Put every line of the entries below into a numbered list, skipping blank lines and leaving out the pictures.
++++ Entries shown ++++
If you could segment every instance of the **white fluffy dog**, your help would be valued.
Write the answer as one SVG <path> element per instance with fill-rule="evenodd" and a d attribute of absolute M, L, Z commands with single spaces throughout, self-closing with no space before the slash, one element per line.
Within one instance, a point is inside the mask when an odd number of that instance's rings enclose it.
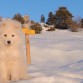
<path fill-rule="evenodd" d="M 11 19 L 0 23 L 0 83 L 27 79 L 27 67 L 22 55 L 22 25 Z"/>

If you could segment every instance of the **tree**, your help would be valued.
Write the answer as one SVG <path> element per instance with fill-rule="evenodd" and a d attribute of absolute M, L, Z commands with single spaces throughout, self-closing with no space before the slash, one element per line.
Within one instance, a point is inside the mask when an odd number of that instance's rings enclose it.
<path fill-rule="evenodd" d="M 43 23 L 45 23 L 45 17 L 44 17 L 44 15 L 41 15 L 40 21 L 43 22 Z"/>
<path fill-rule="evenodd" d="M 66 7 L 60 7 L 55 14 L 56 28 L 67 29 L 72 23 L 72 14 L 67 10 Z"/>
<path fill-rule="evenodd" d="M 24 24 L 24 18 L 19 13 L 18 14 L 15 14 L 14 17 L 13 17 L 13 19 L 21 22 L 22 24 Z"/>
<path fill-rule="evenodd" d="M 46 24 L 48 24 L 48 25 L 54 25 L 55 24 L 55 16 L 52 12 L 49 12 Z"/>
<path fill-rule="evenodd" d="M 35 23 L 35 22 L 34 22 L 34 24 L 32 24 L 32 25 L 30 26 L 30 29 L 31 29 L 31 30 L 35 30 L 35 33 L 36 33 L 36 34 L 39 34 L 39 33 L 41 33 L 41 31 L 42 31 L 41 25 L 40 25 L 39 23 Z"/>

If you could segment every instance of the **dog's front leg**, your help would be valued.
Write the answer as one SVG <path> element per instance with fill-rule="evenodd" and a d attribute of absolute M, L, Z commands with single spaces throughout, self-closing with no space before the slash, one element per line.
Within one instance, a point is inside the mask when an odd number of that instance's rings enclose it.
<path fill-rule="evenodd" d="M 0 62 L 0 83 L 8 82 L 8 72 L 7 72 L 7 64 L 5 62 Z"/>
<path fill-rule="evenodd" d="M 18 81 L 19 78 L 19 67 L 18 62 L 14 62 L 12 70 L 11 70 L 11 81 Z"/>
++++
• [Solved exercise]
1. If you could segment every instance of the **white fluffy dog**, your help would be valued.
2. Write the answer as one SVG <path> element per instance with fill-rule="evenodd" and a d attribute of absolute M, L, Z commands with single spaces throughout, self-closing with no space before the slash, one element per line.
3. Within one instance, a point is inside the mask when an odd number of that instance's rings enclose it.
4. <path fill-rule="evenodd" d="M 11 19 L 0 23 L 0 83 L 27 79 L 27 67 L 22 55 L 22 25 Z"/>
5. If you could segment every instance of the **tree**, your help would be valued.
6. Write the answer as one SVG <path> element per instance with fill-rule="evenodd" and a d attribute of absolute M, L, Z commands with single spaces throughout, self-closing with no space before the slash, one element per line.
7. Within one instance, a point is inside the mask when an odd number of that instance's rings enclose it.
8. <path fill-rule="evenodd" d="M 43 23 L 45 23 L 45 17 L 44 17 L 44 15 L 41 15 L 40 21 L 43 22 Z"/>
9. <path fill-rule="evenodd" d="M 66 7 L 60 7 L 55 14 L 56 28 L 67 29 L 72 23 L 72 14 L 67 10 Z"/>
10. <path fill-rule="evenodd" d="M 24 24 L 24 18 L 19 13 L 18 14 L 15 14 L 14 17 L 13 17 L 13 19 L 21 22 L 22 24 Z"/>
11. <path fill-rule="evenodd" d="M 46 24 L 48 24 L 48 25 L 54 25 L 55 24 L 55 16 L 52 12 L 49 12 Z"/>
12. <path fill-rule="evenodd" d="M 35 23 L 35 22 L 34 22 L 34 24 L 32 24 L 32 25 L 30 26 L 30 29 L 31 29 L 31 30 L 35 30 L 35 33 L 36 33 L 36 34 L 39 34 L 39 33 L 41 33 L 41 31 L 42 31 L 41 25 L 40 25 L 39 23 Z"/>
13. If you could segment every instance of the **dog's front leg**, your help would be valued.
14. Write the answer as one SVG <path> element per instance with fill-rule="evenodd" and a d attribute of absolute M, L, Z commands with single spaces throughout, self-closing with no space before the slash, one element per line.
15. Within one instance, a point is inside the mask when an odd number of that instance's rings enclose it.
16. <path fill-rule="evenodd" d="M 0 62 L 0 83 L 8 82 L 8 72 L 7 72 L 7 64 L 5 62 Z"/>
17. <path fill-rule="evenodd" d="M 18 81 L 19 78 L 19 67 L 18 62 L 14 62 L 12 70 L 11 70 L 11 81 Z"/>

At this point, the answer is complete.